═════ EXERCISE MATERIALS ═════

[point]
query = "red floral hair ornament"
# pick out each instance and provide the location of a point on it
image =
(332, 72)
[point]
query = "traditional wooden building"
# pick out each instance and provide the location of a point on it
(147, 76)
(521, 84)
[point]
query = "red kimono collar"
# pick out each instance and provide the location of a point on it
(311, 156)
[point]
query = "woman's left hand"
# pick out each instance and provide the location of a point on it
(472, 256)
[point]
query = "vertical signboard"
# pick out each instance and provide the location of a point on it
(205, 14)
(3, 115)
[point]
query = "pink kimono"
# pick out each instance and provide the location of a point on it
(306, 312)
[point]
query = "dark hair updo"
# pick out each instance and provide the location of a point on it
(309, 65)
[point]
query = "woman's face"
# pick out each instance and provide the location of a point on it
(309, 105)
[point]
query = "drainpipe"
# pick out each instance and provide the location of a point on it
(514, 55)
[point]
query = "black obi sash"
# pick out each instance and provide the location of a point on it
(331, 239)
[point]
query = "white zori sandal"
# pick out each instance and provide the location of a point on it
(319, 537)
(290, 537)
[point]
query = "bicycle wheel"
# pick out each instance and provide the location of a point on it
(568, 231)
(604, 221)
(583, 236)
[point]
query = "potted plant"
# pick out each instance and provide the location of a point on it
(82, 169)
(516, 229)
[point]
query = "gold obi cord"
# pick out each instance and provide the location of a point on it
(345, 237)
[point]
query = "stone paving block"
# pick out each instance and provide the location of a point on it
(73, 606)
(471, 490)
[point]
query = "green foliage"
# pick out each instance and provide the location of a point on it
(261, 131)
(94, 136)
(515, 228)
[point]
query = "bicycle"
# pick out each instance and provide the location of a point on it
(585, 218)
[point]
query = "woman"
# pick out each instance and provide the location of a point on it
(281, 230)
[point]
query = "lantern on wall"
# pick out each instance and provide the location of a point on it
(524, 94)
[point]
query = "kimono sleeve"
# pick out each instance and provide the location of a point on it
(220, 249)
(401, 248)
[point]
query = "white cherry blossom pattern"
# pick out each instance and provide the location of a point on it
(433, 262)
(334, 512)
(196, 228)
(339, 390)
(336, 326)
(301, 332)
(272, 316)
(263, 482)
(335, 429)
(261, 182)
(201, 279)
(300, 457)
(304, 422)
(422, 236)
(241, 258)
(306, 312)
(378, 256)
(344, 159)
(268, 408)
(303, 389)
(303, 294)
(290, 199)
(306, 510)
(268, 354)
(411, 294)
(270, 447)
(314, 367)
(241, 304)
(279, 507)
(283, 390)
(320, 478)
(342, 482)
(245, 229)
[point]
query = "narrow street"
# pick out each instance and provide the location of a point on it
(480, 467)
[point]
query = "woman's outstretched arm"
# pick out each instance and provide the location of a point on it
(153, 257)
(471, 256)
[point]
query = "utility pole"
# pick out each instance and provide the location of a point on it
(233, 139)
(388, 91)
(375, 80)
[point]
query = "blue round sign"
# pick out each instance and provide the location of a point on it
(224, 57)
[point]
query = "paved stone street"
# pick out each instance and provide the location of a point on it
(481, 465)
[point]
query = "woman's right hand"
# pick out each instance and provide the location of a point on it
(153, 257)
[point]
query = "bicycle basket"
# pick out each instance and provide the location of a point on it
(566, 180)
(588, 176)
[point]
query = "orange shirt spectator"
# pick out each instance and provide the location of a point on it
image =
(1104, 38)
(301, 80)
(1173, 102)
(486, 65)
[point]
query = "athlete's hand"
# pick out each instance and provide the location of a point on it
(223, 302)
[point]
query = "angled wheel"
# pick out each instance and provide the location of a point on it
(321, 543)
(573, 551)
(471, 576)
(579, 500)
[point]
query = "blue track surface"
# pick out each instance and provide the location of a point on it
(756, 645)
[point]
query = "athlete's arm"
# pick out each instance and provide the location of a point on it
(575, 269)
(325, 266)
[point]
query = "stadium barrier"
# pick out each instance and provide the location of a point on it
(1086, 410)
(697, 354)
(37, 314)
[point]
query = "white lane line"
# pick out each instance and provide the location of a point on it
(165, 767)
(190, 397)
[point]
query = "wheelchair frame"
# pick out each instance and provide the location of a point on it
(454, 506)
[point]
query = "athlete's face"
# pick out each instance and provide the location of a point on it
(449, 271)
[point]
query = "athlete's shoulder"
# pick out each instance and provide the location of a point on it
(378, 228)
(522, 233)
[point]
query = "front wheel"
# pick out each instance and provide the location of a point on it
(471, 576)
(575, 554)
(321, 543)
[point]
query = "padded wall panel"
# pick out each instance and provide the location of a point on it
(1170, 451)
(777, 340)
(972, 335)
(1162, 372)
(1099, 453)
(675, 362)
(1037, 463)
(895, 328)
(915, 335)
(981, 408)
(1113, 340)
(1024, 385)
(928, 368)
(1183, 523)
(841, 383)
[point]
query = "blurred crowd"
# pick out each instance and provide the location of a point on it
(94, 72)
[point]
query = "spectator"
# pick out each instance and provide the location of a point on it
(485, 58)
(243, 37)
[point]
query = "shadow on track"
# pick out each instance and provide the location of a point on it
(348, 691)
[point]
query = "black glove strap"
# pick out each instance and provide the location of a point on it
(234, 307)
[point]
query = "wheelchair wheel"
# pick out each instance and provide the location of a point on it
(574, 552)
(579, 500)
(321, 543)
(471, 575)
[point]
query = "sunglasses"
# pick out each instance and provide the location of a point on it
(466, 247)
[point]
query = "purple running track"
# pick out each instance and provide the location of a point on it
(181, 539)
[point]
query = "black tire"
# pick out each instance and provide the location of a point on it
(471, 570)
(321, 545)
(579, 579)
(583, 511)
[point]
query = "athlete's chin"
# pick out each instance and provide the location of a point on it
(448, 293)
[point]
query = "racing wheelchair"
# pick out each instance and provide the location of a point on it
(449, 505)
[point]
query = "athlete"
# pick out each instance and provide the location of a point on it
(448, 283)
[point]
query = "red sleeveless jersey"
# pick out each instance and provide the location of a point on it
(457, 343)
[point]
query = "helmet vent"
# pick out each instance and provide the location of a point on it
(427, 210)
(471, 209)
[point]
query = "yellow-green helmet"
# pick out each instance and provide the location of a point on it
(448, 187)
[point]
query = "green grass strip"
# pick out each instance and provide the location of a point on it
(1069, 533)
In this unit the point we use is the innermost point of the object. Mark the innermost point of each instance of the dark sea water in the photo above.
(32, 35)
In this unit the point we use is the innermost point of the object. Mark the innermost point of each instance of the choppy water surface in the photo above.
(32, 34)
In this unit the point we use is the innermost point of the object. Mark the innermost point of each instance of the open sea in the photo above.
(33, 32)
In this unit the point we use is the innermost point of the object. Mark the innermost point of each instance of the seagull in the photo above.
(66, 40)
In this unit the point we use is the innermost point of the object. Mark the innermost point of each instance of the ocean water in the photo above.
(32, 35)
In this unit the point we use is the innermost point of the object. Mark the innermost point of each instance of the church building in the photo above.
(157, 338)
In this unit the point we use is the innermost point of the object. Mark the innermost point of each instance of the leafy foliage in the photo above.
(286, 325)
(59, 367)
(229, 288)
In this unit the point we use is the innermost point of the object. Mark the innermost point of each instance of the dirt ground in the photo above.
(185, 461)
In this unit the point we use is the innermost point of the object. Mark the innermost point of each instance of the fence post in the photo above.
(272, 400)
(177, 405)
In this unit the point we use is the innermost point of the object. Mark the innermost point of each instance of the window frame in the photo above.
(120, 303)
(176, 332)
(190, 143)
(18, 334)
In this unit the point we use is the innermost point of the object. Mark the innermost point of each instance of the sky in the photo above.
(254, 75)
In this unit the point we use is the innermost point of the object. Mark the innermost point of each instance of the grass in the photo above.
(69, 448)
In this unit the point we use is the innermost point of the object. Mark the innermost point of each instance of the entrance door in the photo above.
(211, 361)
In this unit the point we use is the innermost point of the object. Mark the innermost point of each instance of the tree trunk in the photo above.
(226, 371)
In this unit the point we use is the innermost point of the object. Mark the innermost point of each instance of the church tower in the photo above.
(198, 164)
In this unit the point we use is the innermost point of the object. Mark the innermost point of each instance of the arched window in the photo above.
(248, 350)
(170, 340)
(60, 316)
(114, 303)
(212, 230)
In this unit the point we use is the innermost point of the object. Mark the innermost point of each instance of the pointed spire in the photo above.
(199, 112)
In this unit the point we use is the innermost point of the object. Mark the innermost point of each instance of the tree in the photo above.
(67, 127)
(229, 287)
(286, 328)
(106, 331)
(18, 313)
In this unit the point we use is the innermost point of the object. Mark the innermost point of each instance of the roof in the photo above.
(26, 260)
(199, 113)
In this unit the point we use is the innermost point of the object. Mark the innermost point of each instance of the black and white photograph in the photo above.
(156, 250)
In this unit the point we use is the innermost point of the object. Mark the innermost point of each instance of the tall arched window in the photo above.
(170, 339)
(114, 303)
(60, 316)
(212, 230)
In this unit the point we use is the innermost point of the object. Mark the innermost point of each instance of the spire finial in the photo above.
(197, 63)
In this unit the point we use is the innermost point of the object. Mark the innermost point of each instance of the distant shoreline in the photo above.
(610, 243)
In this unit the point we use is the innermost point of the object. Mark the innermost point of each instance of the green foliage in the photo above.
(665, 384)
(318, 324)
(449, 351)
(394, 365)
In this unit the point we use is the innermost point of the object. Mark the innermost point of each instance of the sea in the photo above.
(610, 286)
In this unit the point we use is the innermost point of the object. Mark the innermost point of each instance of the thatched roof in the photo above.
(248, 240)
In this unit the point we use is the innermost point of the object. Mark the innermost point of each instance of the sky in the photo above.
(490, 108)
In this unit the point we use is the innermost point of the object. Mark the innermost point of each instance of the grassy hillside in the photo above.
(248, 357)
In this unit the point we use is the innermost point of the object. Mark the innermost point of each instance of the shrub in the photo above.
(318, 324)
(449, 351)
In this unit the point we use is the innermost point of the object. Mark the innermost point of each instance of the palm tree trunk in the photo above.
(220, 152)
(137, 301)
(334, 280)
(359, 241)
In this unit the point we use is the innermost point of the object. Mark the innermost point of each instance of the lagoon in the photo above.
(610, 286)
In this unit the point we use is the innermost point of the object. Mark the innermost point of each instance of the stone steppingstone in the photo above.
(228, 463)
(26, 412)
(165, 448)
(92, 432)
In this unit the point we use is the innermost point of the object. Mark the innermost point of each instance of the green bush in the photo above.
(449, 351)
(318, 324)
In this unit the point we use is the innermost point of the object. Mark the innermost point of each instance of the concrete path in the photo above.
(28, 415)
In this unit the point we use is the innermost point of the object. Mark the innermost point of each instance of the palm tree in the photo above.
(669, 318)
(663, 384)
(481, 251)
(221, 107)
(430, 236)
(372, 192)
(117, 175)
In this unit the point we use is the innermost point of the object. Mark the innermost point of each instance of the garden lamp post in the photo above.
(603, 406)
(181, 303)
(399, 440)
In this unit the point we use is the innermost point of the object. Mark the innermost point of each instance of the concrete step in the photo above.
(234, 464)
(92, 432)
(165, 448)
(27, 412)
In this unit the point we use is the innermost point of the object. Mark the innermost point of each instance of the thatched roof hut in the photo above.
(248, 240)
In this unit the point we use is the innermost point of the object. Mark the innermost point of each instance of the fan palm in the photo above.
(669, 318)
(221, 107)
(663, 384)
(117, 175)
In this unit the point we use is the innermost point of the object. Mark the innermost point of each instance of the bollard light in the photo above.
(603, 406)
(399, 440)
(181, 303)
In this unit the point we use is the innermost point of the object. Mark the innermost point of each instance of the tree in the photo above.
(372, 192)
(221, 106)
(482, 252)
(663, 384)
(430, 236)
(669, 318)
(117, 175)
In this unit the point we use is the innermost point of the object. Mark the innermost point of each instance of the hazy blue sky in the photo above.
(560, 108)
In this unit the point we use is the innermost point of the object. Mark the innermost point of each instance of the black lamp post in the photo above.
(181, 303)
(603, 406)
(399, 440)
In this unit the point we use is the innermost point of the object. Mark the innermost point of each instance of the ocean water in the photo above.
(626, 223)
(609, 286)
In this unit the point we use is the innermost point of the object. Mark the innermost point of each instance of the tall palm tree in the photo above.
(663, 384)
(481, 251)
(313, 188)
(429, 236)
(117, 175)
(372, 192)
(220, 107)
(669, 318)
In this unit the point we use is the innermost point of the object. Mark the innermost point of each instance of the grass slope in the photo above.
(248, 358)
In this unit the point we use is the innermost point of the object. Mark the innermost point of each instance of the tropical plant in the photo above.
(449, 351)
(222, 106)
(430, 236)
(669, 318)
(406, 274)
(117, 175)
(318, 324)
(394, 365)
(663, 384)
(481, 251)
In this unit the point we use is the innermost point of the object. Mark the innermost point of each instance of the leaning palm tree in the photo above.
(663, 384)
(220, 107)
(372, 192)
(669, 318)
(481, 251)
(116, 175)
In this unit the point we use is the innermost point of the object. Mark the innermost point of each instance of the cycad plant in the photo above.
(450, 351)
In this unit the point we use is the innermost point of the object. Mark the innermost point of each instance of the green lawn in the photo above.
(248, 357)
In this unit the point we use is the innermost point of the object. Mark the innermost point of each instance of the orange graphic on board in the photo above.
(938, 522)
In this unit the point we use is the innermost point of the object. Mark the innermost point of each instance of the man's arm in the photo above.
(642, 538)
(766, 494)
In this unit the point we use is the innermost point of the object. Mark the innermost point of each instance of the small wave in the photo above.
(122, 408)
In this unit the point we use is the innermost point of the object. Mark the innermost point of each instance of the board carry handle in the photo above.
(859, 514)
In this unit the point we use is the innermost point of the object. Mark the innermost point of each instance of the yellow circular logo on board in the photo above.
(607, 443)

═════

▶ PROBLEM TO WORK ON
Your output should consist only of the lines from the one containing "logo on board in the photo above." to the end of the records above, each retyped exactly.

▶ ANSWER TO THIS PROBLEM
In this unit the point we use is the innermost point of the object. Mark the innermost point of each instance of the yellow circular logo on board in the photo above.
(607, 443)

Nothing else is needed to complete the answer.